### [Task goal]
Reproduce only the lines from the one containing "Can you see the white paw" through the end of the data, exactly as they stand.

[Natural language region descriptions]
──────────────────────────────

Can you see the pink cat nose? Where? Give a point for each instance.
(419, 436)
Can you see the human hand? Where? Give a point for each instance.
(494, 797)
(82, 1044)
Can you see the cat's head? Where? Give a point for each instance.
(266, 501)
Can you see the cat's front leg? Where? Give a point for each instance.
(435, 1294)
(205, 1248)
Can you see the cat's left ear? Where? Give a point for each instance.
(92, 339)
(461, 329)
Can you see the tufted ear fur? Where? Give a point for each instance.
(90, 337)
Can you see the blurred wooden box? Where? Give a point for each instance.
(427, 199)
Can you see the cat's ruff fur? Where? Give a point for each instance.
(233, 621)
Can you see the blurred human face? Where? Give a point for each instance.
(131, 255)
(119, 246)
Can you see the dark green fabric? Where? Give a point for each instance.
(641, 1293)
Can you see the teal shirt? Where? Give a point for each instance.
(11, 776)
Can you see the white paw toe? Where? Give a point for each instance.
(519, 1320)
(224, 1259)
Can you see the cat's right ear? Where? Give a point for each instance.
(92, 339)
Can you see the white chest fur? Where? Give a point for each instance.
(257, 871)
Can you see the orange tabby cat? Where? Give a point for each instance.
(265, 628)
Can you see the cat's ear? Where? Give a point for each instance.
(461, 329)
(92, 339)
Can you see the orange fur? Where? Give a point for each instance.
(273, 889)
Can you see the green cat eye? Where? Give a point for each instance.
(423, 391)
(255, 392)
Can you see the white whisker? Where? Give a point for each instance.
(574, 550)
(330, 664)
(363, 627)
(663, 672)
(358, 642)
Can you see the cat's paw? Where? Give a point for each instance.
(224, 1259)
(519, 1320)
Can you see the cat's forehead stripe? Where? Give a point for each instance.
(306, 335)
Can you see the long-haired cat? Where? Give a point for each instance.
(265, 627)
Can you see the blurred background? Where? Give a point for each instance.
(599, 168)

──────────────────────────────

### [Output of the exercise]
Can you see the white paw toe? Where? Give a point for each instance.
(519, 1320)
(224, 1259)
Can you see the cat's right ear? Where? Give a point for each instance.
(92, 339)
Can you see the white chest fur? Where? Give a point for each instance.
(257, 871)
Can you see the orange tabby cat? Where? Give a point for each instance.
(265, 628)
Can you see the cat's ear? Where? Give a point for each instance.
(461, 329)
(92, 339)
Can you see the orange fur? Where? Give a point for each instance.
(273, 889)
Can you see the green cat eye? Where? Give a point for each instance.
(423, 391)
(255, 392)
Can you see the white whisker? Where? Give a point for each instance.
(574, 550)
(330, 664)
(363, 627)
(663, 672)
(358, 642)
Can you see the cat's paw? Where? Give a point for each instance.
(224, 1259)
(519, 1320)
Can you see the cat's forehead stripe? Where? Give a point for each instance.
(306, 335)
Can you see the long-haired cat? Where? Give a point for each instance.
(265, 627)
Can you see the blurred background? Where? Give a point for each instance.
(599, 168)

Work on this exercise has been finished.